Exercise prompt:
Repeat the data below exactly, dropping any pictures it holds.

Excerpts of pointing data
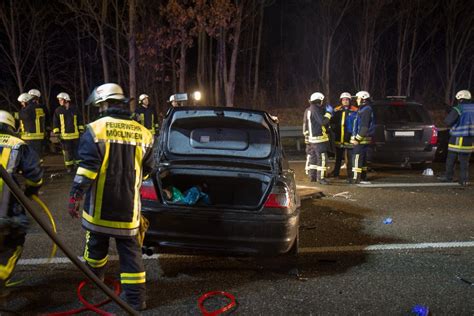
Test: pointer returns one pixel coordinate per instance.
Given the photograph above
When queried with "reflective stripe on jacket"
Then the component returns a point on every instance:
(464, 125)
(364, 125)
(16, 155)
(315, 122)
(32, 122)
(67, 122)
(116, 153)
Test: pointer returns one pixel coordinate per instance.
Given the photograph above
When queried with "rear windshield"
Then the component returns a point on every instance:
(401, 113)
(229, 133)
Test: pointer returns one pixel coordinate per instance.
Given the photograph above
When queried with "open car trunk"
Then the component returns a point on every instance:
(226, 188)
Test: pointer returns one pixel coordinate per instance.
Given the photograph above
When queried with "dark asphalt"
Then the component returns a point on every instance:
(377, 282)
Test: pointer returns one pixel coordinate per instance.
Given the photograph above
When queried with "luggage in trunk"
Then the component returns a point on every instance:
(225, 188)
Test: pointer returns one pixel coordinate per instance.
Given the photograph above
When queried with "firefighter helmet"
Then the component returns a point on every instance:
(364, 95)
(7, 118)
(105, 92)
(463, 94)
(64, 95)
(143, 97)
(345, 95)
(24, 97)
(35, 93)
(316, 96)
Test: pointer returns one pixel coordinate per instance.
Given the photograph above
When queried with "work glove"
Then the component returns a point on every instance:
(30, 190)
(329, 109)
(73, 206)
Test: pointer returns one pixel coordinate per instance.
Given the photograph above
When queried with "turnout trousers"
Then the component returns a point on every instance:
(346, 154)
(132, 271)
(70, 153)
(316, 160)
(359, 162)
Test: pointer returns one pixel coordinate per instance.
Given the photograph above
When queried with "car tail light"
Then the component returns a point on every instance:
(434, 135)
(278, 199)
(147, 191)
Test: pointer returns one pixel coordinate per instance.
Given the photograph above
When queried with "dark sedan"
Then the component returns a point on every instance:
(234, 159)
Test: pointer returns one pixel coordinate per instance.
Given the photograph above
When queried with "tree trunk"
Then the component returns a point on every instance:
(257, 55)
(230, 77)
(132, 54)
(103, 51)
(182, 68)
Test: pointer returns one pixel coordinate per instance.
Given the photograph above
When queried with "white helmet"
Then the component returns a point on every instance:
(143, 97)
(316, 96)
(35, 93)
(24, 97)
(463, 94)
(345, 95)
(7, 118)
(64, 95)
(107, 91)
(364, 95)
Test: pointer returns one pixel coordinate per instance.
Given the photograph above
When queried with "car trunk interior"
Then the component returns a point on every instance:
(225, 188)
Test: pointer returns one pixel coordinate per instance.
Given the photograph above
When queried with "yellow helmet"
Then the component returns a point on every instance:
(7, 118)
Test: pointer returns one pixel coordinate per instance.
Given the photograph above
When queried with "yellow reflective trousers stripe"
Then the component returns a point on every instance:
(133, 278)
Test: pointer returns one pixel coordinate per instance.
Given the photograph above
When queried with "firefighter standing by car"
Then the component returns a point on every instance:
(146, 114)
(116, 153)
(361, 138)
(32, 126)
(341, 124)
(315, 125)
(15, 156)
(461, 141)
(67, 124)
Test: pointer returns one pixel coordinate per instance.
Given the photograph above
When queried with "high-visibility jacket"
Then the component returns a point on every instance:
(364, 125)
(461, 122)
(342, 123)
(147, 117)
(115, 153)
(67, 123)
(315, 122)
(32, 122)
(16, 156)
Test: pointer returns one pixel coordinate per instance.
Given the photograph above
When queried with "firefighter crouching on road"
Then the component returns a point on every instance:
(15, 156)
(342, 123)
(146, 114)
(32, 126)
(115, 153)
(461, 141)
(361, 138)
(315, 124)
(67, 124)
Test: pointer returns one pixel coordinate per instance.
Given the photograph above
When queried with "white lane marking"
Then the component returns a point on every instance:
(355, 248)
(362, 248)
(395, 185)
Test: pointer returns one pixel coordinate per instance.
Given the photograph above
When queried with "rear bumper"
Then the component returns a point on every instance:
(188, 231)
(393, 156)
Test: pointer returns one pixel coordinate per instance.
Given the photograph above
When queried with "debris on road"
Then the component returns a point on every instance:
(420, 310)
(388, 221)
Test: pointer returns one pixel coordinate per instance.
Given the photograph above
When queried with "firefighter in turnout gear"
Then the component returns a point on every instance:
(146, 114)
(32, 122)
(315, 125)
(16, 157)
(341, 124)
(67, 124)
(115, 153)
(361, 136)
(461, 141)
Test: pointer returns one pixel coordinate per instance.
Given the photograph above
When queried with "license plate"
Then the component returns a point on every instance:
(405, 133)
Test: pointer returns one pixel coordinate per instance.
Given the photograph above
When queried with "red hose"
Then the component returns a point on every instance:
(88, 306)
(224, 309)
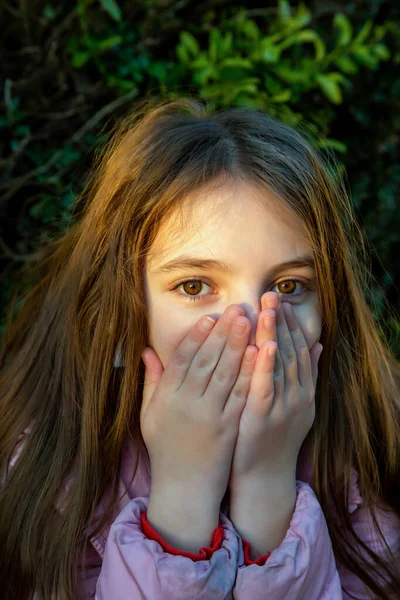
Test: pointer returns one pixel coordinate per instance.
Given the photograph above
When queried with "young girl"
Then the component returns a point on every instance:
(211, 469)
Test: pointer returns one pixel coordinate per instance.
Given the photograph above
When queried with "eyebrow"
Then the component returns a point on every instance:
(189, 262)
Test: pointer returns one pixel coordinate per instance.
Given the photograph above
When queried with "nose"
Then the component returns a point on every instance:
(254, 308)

The result:
Test: pointer returns one pixel coordinate per instance.
Given the photograph above
When queried with "reflective stripe on jacket"
Then the component returns a point on every instance:
(464, 125)
(364, 125)
(16, 155)
(315, 122)
(32, 122)
(67, 122)
(116, 153)
Test: pointer returns one pixel coordinate per instance.
Given the photograph above
When queried with "rear windshield"
Then the component returns a point on every instance:
(401, 113)
(229, 133)
Test: pointer returns one pixel coordinate per instance.
Given the photograph above
When queried with "open car trunk"
Then the component returns a point on every instance:
(226, 188)
Test: pointer returns one pixel coordinate per instance.
Given the photograph above
When queried with "dark asphalt"
Then the component returns a point on every instance:
(377, 282)
Test: pointer returns one pixel coordinate per instance.
Given the photograph above
When queried with "luggage in trunk"
Then the component returns a point on every instance:
(225, 188)
Test: pointer returns one pixel coordinate per instance.
Given the photograph above
When queried with "firefighter helmet"
Then the component returns a point on every instance:
(364, 95)
(7, 118)
(105, 92)
(463, 94)
(64, 95)
(143, 97)
(345, 95)
(24, 97)
(35, 93)
(316, 96)
Test: pointer returns one pixel coordinate per instance.
Given the photograph above
When queried with "work glove"
Then the component returns a point on every instance:
(30, 190)
(329, 109)
(73, 206)
Test: pointer returns one pixel coordinate per instance.
Given the photograph above
When queried with "turnout trousers"
Then the component returns a point on every instance:
(346, 154)
(132, 271)
(70, 153)
(316, 160)
(359, 162)
Test: pointer returns one pixel coordinate per instance.
Given the photograph above
When queried with "car tail light"
Then the component returns a point on every instance:
(434, 135)
(278, 199)
(147, 191)
Test: pointer returns one pixel coordinate per instance.
Given the photograph above
When queried with "dark sedan"
Then the component returns a point on every instance:
(234, 159)
Test: pointer returns one pixel coordinate per instance.
Given the photograph above
When queried with "tree trunk"
Then the component returns a point on every instance:
(257, 55)
(230, 77)
(132, 54)
(103, 51)
(182, 68)
Test: pointer returns one pixel coordinate per instance.
Given the photograph above
When queried with "white helmet"
Then the component returns a point on every instance:
(143, 97)
(316, 96)
(35, 93)
(24, 97)
(463, 94)
(345, 95)
(7, 118)
(64, 95)
(107, 91)
(364, 95)
Test: pointer returns one pixel coordinate per instance.
Given the photograph above
When queried with "car trunk interior"
Then the component returns a point on every instance:
(225, 188)
Test: pointer returns one pixel coordinate per instance.
Given the photograph above
When queried with "yellow helmet"
Then the component returns a point on every instance:
(7, 118)
Test: pointer returns one pixel coordinate per instance.
Given the photograph above
When queried with "yellow reflective trousers stripe"
Then the component returns a point on every instance:
(133, 278)
Test: pointer returns one pixel coordinate per instance.
Given the photograph above
When queried with "firefighter standing by car"
Then the component returns a point on every instance:
(146, 114)
(116, 153)
(361, 138)
(32, 126)
(341, 124)
(315, 125)
(15, 156)
(461, 141)
(67, 124)
Test: pointer returns one pixel coordinate per instance.
Given the photograph above
When queried with "high-visibility jacket"
Then the component returns a point on every instance:
(364, 125)
(461, 122)
(342, 123)
(147, 117)
(115, 153)
(67, 123)
(315, 122)
(32, 122)
(16, 156)
Test: pointer returns one pixel coordinate per instance.
Given the photograph above
When queried with "firefighter crouching on road"
Then the component returns a point on every instance:
(15, 156)
(342, 123)
(146, 114)
(32, 126)
(115, 153)
(461, 141)
(361, 138)
(315, 124)
(67, 124)
Test: pointer returns one pixel coordinate per instance.
Given the photograph above
When queried with "white lane marking"
Then the component returns a point on every instance:
(355, 248)
(362, 248)
(395, 185)
Test: pointer returns one pixel coordinate per instance.
Given the photograph above
When queried with "rear bumper"
Then the component returns a point on every instance:
(188, 231)
(393, 156)
Test: pointer returns one pixel coordinate per instance.
Given the photograph above
When queried with "debris on road"
Then the component returns a point on every instance:
(420, 310)
(388, 221)
Test: pointer returns one pixel coordinate per instance.
Given the photograph above
When queried with "firefighter in turnout gear"
Then the component returns a point on every instance:
(146, 114)
(32, 122)
(315, 125)
(16, 157)
(341, 124)
(67, 124)
(115, 153)
(361, 136)
(461, 141)
Test: pointer returns one pixel coordinate per instance.
Given the photograph above
When queried with "license plate"
Then the component returns a point on every instance:
(405, 133)
Test: pointer returns one pixel coordinate per instance.
Given the photograph above
When queried with "red hose"
Then the component returns a point on every instance:
(88, 306)
(224, 309)
Test: pointer returns one pixel coordinate per instance.
Given the photograph above
When queried with "young girl"
Then the component returns a point on every instance:
(211, 469)
Test: pointer returns one pixel coordinate per instance.
Given the photograph above
When queried with "eyebrow"
Then the component returns a point on every instance:
(189, 262)
Test: pointer returns one pixel coordinate per instance.
Given the photograph above
When queried with "nose"
Then the component returns a point on every instance:
(254, 308)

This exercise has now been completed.